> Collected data

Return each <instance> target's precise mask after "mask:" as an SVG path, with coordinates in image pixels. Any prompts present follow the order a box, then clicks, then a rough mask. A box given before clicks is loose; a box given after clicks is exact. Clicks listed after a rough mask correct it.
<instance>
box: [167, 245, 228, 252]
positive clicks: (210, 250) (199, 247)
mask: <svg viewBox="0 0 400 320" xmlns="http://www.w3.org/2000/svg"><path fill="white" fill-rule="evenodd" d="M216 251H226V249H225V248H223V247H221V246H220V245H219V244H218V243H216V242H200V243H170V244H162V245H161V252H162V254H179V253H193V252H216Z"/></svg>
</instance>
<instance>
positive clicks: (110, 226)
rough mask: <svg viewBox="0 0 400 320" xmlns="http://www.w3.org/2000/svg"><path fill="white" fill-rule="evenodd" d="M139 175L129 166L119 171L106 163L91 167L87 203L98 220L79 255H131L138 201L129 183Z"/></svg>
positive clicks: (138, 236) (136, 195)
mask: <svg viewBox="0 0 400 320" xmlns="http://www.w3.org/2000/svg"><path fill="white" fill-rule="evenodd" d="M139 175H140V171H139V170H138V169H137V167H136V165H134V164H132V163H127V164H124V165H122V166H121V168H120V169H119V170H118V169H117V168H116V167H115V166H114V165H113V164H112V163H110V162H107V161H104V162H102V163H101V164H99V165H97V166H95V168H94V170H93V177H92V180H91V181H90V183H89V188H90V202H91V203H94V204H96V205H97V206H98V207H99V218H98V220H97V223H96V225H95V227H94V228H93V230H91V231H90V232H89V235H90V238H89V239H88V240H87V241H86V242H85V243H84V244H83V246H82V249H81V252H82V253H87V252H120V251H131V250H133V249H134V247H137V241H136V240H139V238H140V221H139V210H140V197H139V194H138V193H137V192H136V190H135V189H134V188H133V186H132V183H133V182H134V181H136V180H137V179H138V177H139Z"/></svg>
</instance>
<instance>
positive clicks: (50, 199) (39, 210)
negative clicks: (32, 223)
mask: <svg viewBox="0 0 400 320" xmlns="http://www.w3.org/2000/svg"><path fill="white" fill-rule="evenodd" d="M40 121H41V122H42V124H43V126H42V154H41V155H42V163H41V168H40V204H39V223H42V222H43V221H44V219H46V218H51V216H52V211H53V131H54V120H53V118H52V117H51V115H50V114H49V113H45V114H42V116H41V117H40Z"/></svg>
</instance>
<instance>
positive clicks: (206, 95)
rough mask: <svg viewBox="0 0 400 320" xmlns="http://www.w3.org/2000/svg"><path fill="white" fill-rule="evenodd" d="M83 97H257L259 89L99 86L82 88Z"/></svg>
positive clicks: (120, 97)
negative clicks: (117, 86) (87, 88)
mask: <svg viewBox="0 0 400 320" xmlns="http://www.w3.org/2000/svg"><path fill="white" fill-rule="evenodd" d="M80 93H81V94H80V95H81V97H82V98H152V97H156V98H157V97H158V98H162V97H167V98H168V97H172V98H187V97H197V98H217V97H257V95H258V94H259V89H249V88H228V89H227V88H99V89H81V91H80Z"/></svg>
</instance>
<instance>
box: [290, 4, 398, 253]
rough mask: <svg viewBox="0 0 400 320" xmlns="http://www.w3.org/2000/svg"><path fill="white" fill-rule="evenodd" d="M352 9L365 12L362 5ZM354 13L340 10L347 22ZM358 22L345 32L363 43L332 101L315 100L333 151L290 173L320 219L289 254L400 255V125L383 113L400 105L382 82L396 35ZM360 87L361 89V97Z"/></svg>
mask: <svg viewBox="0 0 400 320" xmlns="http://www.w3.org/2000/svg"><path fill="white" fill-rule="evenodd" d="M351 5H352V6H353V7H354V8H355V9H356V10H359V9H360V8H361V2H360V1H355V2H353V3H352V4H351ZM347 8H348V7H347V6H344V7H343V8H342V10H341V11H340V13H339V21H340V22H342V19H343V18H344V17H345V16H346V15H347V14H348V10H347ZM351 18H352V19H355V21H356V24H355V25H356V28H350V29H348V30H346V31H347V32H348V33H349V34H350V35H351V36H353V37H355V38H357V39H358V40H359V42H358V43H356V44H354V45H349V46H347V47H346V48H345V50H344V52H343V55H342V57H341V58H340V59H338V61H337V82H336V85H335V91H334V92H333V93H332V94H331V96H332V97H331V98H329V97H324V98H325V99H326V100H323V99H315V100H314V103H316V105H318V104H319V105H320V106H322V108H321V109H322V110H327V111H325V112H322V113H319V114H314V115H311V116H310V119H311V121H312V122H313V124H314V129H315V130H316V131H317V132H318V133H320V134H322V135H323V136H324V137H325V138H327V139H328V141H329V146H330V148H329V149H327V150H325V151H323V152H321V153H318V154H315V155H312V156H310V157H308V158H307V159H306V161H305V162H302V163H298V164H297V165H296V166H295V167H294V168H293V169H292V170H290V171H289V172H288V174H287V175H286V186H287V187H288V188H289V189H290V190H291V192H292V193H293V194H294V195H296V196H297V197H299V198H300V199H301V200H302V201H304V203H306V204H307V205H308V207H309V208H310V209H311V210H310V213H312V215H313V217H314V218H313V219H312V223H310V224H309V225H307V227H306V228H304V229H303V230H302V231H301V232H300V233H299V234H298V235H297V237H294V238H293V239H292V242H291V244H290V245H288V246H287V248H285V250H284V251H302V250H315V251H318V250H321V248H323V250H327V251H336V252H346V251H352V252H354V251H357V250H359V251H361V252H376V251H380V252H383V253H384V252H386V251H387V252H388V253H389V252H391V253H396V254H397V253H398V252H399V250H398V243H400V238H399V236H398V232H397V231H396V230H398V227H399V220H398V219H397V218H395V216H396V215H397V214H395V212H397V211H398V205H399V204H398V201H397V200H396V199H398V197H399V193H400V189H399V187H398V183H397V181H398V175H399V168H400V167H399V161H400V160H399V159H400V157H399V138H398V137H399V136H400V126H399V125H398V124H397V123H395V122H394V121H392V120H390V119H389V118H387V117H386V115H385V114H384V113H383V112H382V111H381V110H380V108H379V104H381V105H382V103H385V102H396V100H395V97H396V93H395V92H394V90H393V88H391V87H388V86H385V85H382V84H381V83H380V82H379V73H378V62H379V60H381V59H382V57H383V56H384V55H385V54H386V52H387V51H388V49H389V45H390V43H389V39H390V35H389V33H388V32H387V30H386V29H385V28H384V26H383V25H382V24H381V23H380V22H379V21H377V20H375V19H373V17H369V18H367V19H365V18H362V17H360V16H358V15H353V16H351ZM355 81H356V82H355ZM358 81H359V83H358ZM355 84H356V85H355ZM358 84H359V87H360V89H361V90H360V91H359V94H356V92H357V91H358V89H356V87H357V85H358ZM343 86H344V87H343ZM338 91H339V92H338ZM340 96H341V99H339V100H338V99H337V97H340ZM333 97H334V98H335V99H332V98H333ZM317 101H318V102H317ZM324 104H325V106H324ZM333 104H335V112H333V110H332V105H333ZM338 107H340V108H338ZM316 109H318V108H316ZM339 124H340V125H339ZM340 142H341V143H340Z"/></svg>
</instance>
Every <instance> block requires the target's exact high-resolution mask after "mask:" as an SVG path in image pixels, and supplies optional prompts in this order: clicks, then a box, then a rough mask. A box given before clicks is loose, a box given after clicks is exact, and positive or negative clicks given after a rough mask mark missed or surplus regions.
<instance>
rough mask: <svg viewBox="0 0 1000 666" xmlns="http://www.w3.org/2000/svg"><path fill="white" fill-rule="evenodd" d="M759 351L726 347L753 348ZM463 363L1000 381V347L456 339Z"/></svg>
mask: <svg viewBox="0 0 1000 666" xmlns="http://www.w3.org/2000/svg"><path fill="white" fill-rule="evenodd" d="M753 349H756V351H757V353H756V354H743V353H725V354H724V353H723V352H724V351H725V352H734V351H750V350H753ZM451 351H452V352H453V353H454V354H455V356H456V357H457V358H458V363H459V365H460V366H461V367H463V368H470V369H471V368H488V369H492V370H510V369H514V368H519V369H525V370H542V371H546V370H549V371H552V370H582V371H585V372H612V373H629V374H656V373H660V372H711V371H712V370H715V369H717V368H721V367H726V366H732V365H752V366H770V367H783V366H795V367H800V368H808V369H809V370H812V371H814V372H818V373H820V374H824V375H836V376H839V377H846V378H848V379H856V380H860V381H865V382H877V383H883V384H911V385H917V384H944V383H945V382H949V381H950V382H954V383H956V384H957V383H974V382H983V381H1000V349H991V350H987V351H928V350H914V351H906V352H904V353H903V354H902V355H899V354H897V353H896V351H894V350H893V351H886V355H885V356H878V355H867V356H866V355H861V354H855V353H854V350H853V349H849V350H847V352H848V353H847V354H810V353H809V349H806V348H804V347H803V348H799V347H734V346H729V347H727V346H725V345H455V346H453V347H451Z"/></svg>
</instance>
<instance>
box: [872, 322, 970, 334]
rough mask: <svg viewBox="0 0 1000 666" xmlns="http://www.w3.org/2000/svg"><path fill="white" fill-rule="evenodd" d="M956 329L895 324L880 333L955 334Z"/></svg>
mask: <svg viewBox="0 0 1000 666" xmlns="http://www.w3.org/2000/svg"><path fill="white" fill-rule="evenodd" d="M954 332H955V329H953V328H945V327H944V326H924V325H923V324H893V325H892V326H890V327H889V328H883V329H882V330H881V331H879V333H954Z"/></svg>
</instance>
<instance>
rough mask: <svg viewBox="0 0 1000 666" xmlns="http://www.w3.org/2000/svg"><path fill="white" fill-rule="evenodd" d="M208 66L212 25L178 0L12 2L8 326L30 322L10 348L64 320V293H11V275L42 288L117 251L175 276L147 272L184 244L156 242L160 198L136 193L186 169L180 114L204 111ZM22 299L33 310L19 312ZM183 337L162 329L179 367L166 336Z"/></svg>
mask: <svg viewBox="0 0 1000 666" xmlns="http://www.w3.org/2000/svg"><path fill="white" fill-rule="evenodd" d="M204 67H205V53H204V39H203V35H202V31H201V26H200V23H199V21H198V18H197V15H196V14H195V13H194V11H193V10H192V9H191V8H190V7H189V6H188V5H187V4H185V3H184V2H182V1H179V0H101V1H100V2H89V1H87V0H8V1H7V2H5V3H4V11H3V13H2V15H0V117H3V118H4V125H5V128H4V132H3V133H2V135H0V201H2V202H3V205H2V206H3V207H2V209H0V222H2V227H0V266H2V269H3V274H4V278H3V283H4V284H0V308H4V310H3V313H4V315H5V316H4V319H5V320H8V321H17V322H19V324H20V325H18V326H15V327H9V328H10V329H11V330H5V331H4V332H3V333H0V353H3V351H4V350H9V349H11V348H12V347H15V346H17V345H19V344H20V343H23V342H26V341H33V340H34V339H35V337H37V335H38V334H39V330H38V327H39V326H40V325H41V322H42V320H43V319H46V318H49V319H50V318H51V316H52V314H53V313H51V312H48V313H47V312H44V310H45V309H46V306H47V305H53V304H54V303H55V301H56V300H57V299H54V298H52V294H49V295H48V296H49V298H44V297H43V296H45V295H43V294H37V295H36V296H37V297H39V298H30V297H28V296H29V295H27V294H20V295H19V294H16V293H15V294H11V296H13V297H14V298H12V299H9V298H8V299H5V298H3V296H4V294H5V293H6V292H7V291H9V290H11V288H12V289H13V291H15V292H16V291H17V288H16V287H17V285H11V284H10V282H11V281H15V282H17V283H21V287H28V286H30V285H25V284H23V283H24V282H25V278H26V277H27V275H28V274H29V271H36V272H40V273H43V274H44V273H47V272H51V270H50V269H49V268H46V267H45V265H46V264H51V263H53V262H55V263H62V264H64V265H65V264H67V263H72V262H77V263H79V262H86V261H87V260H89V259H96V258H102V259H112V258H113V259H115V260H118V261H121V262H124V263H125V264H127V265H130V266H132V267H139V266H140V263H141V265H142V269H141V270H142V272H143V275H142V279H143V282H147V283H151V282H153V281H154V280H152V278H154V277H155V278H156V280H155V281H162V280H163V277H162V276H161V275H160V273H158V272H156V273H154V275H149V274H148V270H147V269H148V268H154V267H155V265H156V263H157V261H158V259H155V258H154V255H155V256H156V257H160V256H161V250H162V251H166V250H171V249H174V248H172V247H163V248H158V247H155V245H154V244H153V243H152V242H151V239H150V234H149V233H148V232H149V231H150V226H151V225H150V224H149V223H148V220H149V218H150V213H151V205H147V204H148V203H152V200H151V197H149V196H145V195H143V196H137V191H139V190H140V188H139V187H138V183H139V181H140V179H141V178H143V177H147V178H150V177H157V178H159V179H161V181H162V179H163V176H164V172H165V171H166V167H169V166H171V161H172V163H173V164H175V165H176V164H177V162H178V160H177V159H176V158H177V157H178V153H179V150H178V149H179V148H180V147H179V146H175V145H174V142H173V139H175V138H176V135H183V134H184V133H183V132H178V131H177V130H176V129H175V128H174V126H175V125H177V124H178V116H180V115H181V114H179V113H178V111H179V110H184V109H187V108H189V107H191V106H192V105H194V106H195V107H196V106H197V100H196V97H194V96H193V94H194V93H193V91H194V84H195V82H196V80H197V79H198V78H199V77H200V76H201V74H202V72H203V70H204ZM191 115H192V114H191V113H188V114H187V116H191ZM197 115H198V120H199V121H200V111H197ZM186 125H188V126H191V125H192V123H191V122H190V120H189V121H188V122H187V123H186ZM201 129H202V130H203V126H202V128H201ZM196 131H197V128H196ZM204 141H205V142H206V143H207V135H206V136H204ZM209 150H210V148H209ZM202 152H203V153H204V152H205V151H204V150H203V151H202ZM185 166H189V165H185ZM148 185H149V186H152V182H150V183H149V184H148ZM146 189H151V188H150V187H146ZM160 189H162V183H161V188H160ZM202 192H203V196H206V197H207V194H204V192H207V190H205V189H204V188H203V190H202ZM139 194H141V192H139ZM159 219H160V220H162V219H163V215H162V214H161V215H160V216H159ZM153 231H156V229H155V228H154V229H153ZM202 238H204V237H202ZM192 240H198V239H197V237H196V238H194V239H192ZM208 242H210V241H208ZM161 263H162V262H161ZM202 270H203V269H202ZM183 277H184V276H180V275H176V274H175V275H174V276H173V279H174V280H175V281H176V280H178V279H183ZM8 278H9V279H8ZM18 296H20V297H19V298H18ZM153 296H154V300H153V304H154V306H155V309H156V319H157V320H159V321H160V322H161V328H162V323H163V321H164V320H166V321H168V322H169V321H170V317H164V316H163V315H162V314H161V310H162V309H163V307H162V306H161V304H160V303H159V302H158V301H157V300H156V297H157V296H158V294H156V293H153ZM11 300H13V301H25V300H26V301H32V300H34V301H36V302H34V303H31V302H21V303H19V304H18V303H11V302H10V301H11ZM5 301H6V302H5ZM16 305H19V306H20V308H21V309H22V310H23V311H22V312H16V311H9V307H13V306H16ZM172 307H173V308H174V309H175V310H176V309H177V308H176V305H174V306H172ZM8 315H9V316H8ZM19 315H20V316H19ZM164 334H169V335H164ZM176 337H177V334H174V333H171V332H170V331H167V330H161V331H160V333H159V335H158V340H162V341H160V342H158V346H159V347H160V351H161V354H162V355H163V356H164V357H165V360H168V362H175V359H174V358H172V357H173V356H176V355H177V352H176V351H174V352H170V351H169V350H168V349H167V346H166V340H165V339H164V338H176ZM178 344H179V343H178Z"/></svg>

> To-do item
Pull out each line of the material that contains the string "after". Match case exactly.

> Result of the task
Return each <instance> target's precise mask after "mask:" as an SVG path, with coordinates in image pixels. Any prompts present follow the order a box, then clicks, then a rough mask. A box given before clicks is loose; a box given after clicks is exact. Clicks listed after a rough mask correct it.
Every <instance> block requires the target's exact high-resolution mask after "mask:" as an SVG path in image pixels, and supplies optional prompts in this order: clicks, then a box, then a rough mask. A box given before clicks is loose, a box given after clicks is exact, and positive or negative clicks given after a rough mask mark missed or surplus regions.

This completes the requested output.